• Texto base:
Utopia não é nenhuma rave, não se dança, não é esfuziante, mas pode ser uma festa numa floresta imaginária, algures numa ilha de fantasia onde todas as possibilidades se colocam, incluindo a reinvenção pessoal e colectiva. Não deve, no entanto, ser encarado com ligeireza. Apesar do título e de todo exotismo dos conceitos visual e musical, não é um disco fácil, as suas 14 canções ocupam mais de uma hora e a mais imediata de todas é a última. Ainda assim, e também por causa disso, é um disco desafiante.

Björk e Arca, Alejandro Ghersin, produtor venezuelano com base em Nova Iorque, conhecido pelos beats electrónicos escuros e dramáticos (que já tinha trabalhado em Vulnicura e agora divide os créditos do novo Utopia), parecem de facto feitos um para o outro. A teatralidade e vontade de experimentar e questionar de ambos sustenta esta utopia sonicamente luxuriante, onde a voz de Björk se multiplica em melodias sobrepostas, flautas e coros celestiais são acompanhados por sons de pássaros e rituais xamânicos em florestas da América do Sul, há ruídos de baleias e máquinas, harpa e percussão, beats arrastados e electrónica suja, ambientes oníricos que sofrem sobressaltos.

Utopia é um disco de detalhes, meticuloso nos pormenores, tem momentos em que lembra folk celta sob manto psicadélico, outras é quase spoken word sobre fundo musical apocalíptico. Björk assume a metáfora da ilha, ou território novo, e diz que Utopia pode ser dividido em 3 partes: a descoberta da ilha, viver na ilha e sobreviver aos tempos difíceis. É tudo menos um disco convencional, como seria natural tratando-se de um disco que questiona noções de género e identidade.

[“Blissing Me”:]

Björk sempre foi bastante vocal na expressão do seu feminismo, e mais do que falar, fez sempre questão de manter a sua autonomia criativa, correndo riscos e assumindo o controlo da sua arte, sem cedências. Foi isso que fez dela uma das artistas mais influentes das últimas décadas. Isso permanece, mas Björk quer agora agitar activamente a estrutura, combater as regras de um mundo dominado por homens — está por todo o disco, nomeadamente em “Sue Me”, a canção que ainda fala de Barney e evoca o processo que ele moveu alegando que Björk não o deixava ver a filha.

“He took it from his father
Who took it from his father
Who took it from his father
Let’s break this curse
So it won’t fall on our daughter
And her daughter
And her daughter
Won’t let this sink into her DNA”

Neste sentido Björk faz parte de um movimento maior. Liga-se não apenas à luta pela igualdade, reclamando voz activa e denunciando abusos (Björk acusou o realizador Lars Von Trier de abuso — não de natureza sexual — durante a rodagem de “Dancer in The Dark”) mas também às discussões de género e à recusa de uma catalogação binária e conformista da sexualidade, de resto o mesmo tipo de território em que se movimenta Arca. Se quisermos ser pomposos, até podemos dizer que Utopia é uma fantasia sci-fi eco-feminista ou transgénero, mas em termos mais simples, é um disco complexo de renascimento e reinvenção — a de Björk, enquanto mulher e artista de 52 anos, mas também dos conceitos de canção e de cultura pop no sec XXI. Nunca poderia ser um disco fácil, mas tem momentos em que é incrivelmente fascinante.

• Requisitos do exercício:
**A)** Segundo a crítica ao disco Utopia, em que partes Björk diz que o disco pode ser dividido?
**B)** Reescreva o trecho da crítica ao disco Utopia de "Björk sempre foi" a "ver a filha.", alterando "autonomia criativa" para "independência artística".

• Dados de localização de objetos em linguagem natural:

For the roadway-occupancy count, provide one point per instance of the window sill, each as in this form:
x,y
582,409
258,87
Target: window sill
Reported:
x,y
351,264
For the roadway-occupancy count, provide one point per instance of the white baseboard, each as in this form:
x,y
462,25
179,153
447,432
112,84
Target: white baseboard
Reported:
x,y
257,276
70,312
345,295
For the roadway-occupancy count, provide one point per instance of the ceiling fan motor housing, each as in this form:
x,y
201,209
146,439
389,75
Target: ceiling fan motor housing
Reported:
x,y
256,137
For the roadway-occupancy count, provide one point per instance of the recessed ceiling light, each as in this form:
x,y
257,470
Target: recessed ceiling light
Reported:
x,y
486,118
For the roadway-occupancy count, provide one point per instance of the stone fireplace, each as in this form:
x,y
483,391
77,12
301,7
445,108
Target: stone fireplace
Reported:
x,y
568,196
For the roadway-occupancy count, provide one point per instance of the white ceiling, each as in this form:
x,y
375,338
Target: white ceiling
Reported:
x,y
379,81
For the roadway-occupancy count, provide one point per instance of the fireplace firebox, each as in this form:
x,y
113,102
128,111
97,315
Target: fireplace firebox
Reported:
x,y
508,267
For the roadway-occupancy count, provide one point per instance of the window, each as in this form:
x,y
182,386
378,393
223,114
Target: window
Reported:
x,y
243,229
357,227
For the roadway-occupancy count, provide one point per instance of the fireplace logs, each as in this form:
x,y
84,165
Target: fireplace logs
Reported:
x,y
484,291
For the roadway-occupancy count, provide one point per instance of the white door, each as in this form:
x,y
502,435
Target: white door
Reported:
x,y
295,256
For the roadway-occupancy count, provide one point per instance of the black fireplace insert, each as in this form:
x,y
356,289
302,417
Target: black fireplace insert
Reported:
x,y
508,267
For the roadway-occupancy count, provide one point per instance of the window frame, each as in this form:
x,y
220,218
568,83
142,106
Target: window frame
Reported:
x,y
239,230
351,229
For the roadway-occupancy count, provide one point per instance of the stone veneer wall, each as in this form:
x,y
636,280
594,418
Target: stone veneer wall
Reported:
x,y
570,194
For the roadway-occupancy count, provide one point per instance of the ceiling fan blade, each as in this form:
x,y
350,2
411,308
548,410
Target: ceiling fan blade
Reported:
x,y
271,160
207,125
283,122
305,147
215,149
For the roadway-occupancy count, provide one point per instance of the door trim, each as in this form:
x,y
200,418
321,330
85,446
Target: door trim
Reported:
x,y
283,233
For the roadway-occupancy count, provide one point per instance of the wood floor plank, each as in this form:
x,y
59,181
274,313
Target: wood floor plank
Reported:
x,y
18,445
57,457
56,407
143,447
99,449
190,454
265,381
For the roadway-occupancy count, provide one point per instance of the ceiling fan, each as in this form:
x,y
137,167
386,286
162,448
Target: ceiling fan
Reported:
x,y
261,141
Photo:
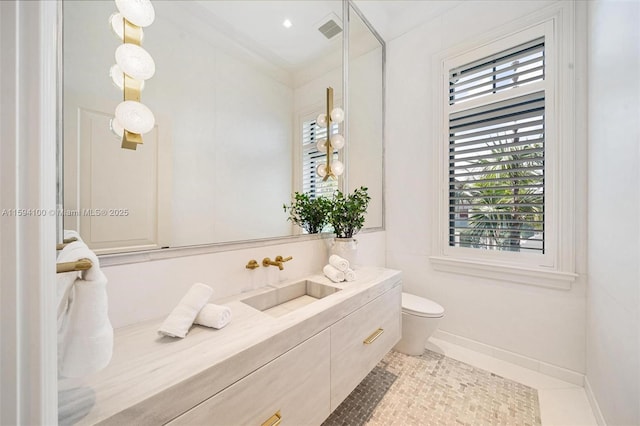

• Respostas escritas:
**A)** Em três partes: a descoberta da ilha, viver na ilha e sobreviver aos tempos difíceis.

**B)**
Björk sempre foi bastante vocal na expressão do seu feminismo, e mais do que falar, fez sempre questão de manter a sua independência artística, correndo riscos e assumindo o controlo da sua arte, sem cedências. Foi isso que fez dela uma das artistas mais influentes das últimas décadas. Isso permanece, mas Björk quer agora agitar activamente a estrutura, combater as regras de um mundo dominado por homens — está por todo o disco, nomeadamente em “Sue Me”, a canção que ainda fala de Barney e evoca o processo que ele moveu alegando que Björk não o deixava ver a filha.